# Given problem:
Rewrite the listing below so that every "bounding box" becomes "enclosing rectangle", and leave everything else unchanged.

# Listed entries:
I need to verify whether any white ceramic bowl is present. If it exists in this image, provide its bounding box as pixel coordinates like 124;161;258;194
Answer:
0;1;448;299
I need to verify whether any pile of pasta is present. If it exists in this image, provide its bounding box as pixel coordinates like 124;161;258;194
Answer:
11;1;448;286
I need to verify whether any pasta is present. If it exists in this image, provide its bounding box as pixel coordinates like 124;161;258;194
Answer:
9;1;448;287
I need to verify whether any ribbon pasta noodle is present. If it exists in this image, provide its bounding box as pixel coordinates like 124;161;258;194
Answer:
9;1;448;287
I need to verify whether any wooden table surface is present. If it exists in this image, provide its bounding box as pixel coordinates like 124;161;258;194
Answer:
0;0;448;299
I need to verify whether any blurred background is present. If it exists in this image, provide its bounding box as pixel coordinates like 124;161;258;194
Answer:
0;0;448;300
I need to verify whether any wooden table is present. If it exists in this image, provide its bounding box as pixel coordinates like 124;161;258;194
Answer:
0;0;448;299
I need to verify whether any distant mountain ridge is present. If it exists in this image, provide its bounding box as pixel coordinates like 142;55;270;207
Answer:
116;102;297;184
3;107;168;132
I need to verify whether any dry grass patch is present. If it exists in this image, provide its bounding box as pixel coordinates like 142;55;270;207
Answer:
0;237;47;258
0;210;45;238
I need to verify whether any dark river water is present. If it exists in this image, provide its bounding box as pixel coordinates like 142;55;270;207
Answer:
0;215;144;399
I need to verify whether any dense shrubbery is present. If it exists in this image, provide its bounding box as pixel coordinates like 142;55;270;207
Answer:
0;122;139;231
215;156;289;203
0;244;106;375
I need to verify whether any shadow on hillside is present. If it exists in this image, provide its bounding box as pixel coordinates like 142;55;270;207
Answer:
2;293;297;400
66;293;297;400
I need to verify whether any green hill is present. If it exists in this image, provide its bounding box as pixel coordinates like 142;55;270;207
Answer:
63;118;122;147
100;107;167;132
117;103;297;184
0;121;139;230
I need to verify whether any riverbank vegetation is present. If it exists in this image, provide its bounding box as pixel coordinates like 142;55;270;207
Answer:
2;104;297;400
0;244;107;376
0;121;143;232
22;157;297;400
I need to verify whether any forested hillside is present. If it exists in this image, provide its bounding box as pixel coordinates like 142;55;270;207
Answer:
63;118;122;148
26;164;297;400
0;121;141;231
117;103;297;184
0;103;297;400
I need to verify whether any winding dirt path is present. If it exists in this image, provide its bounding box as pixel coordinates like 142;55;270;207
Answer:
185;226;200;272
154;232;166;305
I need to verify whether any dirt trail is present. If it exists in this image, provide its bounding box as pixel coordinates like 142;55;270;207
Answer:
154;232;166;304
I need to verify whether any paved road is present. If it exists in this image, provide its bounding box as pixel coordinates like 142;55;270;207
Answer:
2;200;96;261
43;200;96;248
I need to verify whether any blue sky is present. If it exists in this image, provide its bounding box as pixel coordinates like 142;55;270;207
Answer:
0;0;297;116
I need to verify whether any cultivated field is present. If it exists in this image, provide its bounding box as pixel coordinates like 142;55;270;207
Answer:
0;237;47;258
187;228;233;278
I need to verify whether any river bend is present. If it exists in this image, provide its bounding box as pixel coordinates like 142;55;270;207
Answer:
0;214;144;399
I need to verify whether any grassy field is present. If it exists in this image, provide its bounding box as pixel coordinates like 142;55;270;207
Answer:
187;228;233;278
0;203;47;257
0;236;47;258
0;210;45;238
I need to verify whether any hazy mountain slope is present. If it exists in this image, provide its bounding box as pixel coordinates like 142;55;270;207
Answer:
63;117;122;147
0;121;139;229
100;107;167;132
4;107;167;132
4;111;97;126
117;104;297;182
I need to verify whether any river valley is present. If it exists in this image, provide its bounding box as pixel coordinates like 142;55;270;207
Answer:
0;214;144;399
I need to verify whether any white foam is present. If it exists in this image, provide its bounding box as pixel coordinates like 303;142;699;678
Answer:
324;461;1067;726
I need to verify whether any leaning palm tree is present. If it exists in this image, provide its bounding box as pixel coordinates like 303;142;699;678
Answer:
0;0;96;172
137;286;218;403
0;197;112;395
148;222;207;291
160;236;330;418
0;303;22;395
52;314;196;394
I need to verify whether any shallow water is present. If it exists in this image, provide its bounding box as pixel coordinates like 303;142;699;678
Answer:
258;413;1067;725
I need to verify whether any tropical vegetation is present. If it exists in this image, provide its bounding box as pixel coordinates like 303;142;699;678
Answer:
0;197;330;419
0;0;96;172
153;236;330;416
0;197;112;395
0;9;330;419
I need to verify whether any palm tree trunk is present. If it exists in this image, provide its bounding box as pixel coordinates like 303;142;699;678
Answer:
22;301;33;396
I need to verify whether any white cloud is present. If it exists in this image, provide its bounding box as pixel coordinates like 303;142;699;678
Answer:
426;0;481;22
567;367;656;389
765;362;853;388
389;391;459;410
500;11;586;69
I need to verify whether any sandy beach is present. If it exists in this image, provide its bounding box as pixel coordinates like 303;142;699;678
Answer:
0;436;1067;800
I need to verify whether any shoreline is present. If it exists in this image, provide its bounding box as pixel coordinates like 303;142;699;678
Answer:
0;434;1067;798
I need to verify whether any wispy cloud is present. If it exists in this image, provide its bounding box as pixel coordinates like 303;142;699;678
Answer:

# Response to the exercise:
I need to verify whether any white ceramic bowl is present. If it exists in this image, provide its enclosing rectangle as pixel coordinates like 124;161;258;194
Answer:
0;1;448;299
I need to verify whether any pile of pasta is present. If it exists in this image, provide its enclosing rectangle as pixel coordinates like 124;161;258;194
Answer:
11;1;448;286
I need to verify whether any pasta is present. If it exists in this image, provide its enclosing rectangle as pixel coordinates like 124;161;258;194
Answer:
9;1;448;287
I need to verify whether any ribbon pasta noodle is present. If it exists in this image, provide its enclosing rectangle as pixel coordinates like 124;161;258;194
Answer:
9;1;448;287
I need to verify whether any wooden table surface is present. If it exists in this image, provide its enclosing rectangle as pixel coordinates like 124;161;258;194
Answer:
0;0;448;299
I need to verify whether any blurred background is present. If it exists in this image, provide its enclosing rectangle as pixel coordinates like 124;161;258;194
Answer:
0;0;448;300
I need to verify whether any wooden table is present. If it exists in this image, provide its enclosing rectangle as pixel coordinates like 124;161;258;194
Answer:
0;0;448;299
I need to verify whether any distant mountain ridge is present. If it exists in this image, provide its enclosing rectangle as pixel coordinates like 142;55;270;207
Answer:
116;102;297;184
3;107;168;132
I need to verify whether any dry grass patch is present. If it exists in this image, provide its enclosing rectangle as pixel coordinates like 142;55;270;207
Answer:
0;237;47;258
0;210;45;238
I need to verify whether any dark river water is present. If it exists in this image, provide its enclosing rectangle as pixel coordinates like 142;55;270;207
Answer:
0;215;144;399
I need to verify whether any dense shrubbery is present. If it exists in this image, provide its enclosing rectangle as pixel coordinates like 142;55;270;207
Answer:
0;122;139;231
215;156;289;203
0;244;106;375
I need to verify whether any shadow on hillside is present. If it exists in this image, provide its enclosing rectangle as pixel coordinates like 142;55;270;207
Answer:
2;293;297;400
66;293;297;400
I need to verify whether any green hill is present. If it exists in this image, provide its enclosing rectangle as pixel coordinates like 142;55;270;207
Answer:
63;118;122;147
100;107;167;132
117;103;297;184
0;121;139;230
I need to verify whether any riverbank vegetation is present. If it exists in this image, provide its enclosing rectangle as pixel coordinates like 142;55;270;207
Answer:
2;104;297;400
0;244;107;376
0;121;143;232
22;157;297;400
I need to verify whether any forested hillside is present. If it exists in this image, provide its enclosing rectangle as pixel coordinates like 142;55;270;207
Answer:
63;118;122;148
26;164;297;400
0;121;141;231
117;103;297;184
0;103;297;400
I need to verify whether any winding dirt path is present. If it exists in this image, provide its enclosing rectangle as pixel coordinates like 142;55;270;207
Answer:
185;226;200;272
154;232;166;305
I need to verify whether any dirt trail is present. If it exists in this image, provide its enclosing rectangle as pixel coordinates like 142;55;270;207
Answer:
154;232;166;304
I need to verify whether any paved road is present. If it exists in this image, provide its enclosing rectangle as pixel coordinates like 142;55;270;207
Answer:
2;200;96;261
43;200;96;248
I need to verify whether any blue sky is present. If it exists in this image, provide its enclosing rectangle as pixel coordinates like 142;55;270;207
Answer:
0;0;297;116
I need to verify whether any cultivated field is present. If it exists in this image, provide its enclosing rectangle as pixel coordinates like 142;55;270;207
Answer:
0;237;47;258
187;228;233;278
I need to verify whether any river bend is present. If it exists in this image, provide its enclosing rectangle as pixel coordinates like 142;55;270;207
Answer:
0;214;144;399
I need to verify whether any grassy field is present. If it exists in this image, provide its enclosing rectangle as pixel coordinates like 142;55;270;207
Answer:
187;228;233;278
0;203;47;257
0;236;47;258
0;210;45;238
I need to verify whether any hazy mountain slope is present. If it exists in this image, provide its enclosing rectangle as pixel coordinates like 142;55;270;207
Answer:
63;117;122;147
0;121;139;229
100;107;167;132
4;107;167;132
4;111;97;126
117;104;297;182
I need to verify whether any river valley is present. If it exists in this image, provide its enclosing rectangle as pixel coordinates like 142;55;270;207
Answer:
0;214;144;399
I need to verify whether any white foam is present. If it exists in this image, provide its enclosing rectangle as pixel coordinates like 303;142;699;678
Answer:
324;461;1067;726
I need to verify whether any leaning palm tree is present. If it exists in this image, provide its enclosing rectangle as pixel coordinates like 303;142;699;678
Answer:
0;0;96;172
137;286;218;403
0;197;112;395
148;222;207;291
160;236;330;418
0;303;22;395
52;314;196;394
I need to verify whether any shallow water is present. If it exists in this image, provide its enclosing rectangle as pixel coordinates like 303;142;699;678
Answer:
258;413;1067;725
I need to verify whether any tropical vegetation is present. If it exists in this image, provide its enclosing rectangle as pixel coordinates like 303;142;699;678
Answer:
0;197;330;419
0;0;96;172
153;236;330;416
0;197;112;395
0;9;330;419
I need to verify whether any palm tree trunk is present. If it exists in this image, provide its enclosing rectangle as pixel coordinates like 303;142;699;678
Answer:
22;301;33;396
I need to verify whether any white cloud is present. If it exists in this image, provide its enclosing rectangle as pixel coordinates like 303;142;699;678
Answer:
426;0;481;22
567;367;656;389
765;362;853;388
389;391;459;410
500;11;586;69
I need to verify whether any sandy beach is present. If it exists in this image, provide its enclosing rectangle as pixel coordinates like 303;142;699;678
Answer:
0;436;1067;800
I need to verify whether any shoreline is present. If it exists in this image, provide its enclosing rectangle as pixel coordinates like 303;142;699;678
Answer:
0;434;1067;798
I need to verify whether any wispy cloud is present. If it exists in this image, provide its enclosing rectangle as pixel coordinates like 303;142;699;678
Answer:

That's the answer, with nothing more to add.